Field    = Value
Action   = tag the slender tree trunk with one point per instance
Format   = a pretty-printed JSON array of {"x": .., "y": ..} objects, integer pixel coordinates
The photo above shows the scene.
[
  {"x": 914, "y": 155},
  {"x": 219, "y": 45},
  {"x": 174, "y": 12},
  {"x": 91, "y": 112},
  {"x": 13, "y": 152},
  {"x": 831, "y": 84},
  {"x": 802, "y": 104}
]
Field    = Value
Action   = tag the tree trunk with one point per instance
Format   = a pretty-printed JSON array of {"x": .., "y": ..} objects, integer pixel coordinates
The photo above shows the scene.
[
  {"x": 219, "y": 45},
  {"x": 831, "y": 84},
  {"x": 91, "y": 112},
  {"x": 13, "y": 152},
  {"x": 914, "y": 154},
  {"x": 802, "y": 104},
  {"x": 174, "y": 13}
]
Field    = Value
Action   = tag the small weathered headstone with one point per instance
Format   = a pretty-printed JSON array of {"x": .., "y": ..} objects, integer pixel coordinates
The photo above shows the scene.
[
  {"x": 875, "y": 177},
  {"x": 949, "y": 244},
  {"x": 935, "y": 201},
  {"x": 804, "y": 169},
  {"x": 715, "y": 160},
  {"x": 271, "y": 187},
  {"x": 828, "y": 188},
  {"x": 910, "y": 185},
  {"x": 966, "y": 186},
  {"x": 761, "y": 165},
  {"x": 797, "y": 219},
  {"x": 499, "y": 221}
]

◇ ◇ ◇ ◇ ◇ ◇ ◇

# Given exercise
Reproduce all of the material above, substituting "mark" for each occurrence of "tag" and keeping everything else unchanged.

# Response to the task
Field    = Value
Action   = mark the slender tree trunk with one point per instance
Format   = a pretty-printed JSON array of {"x": .., "y": ..} objects, integer pixel coordinates
The photo above shows the scene.
[
  {"x": 914, "y": 155},
  {"x": 219, "y": 45},
  {"x": 174, "y": 12},
  {"x": 91, "y": 112},
  {"x": 13, "y": 152},
  {"x": 831, "y": 84},
  {"x": 802, "y": 104}
]
Field    = Value
Action   = mark the tree trunk with one point per instance
Format   = a pretty-printed JSON array of {"x": .., "y": ..} objects, integer pixel coordinates
The photo above shows the scene.
[
  {"x": 219, "y": 45},
  {"x": 831, "y": 84},
  {"x": 91, "y": 112},
  {"x": 13, "y": 152},
  {"x": 914, "y": 154},
  {"x": 802, "y": 104},
  {"x": 174, "y": 13}
]
Field    = Value
Action   = mark the small weathered headstone with one point per instance
Format   = a pretty-printed JSON array of {"x": .., "y": ..} objects, integer pixel coordinates
The photo above shows the scene.
[
  {"x": 875, "y": 177},
  {"x": 949, "y": 244},
  {"x": 935, "y": 201},
  {"x": 804, "y": 169},
  {"x": 715, "y": 160},
  {"x": 271, "y": 187},
  {"x": 828, "y": 188},
  {"x": 910, "y": 185},
  {"x": 966, "y": 186},
  {"x": 761, "y": 165},
  {"x": 797, "y": 219},
  {"x": 499, "y": 221}
]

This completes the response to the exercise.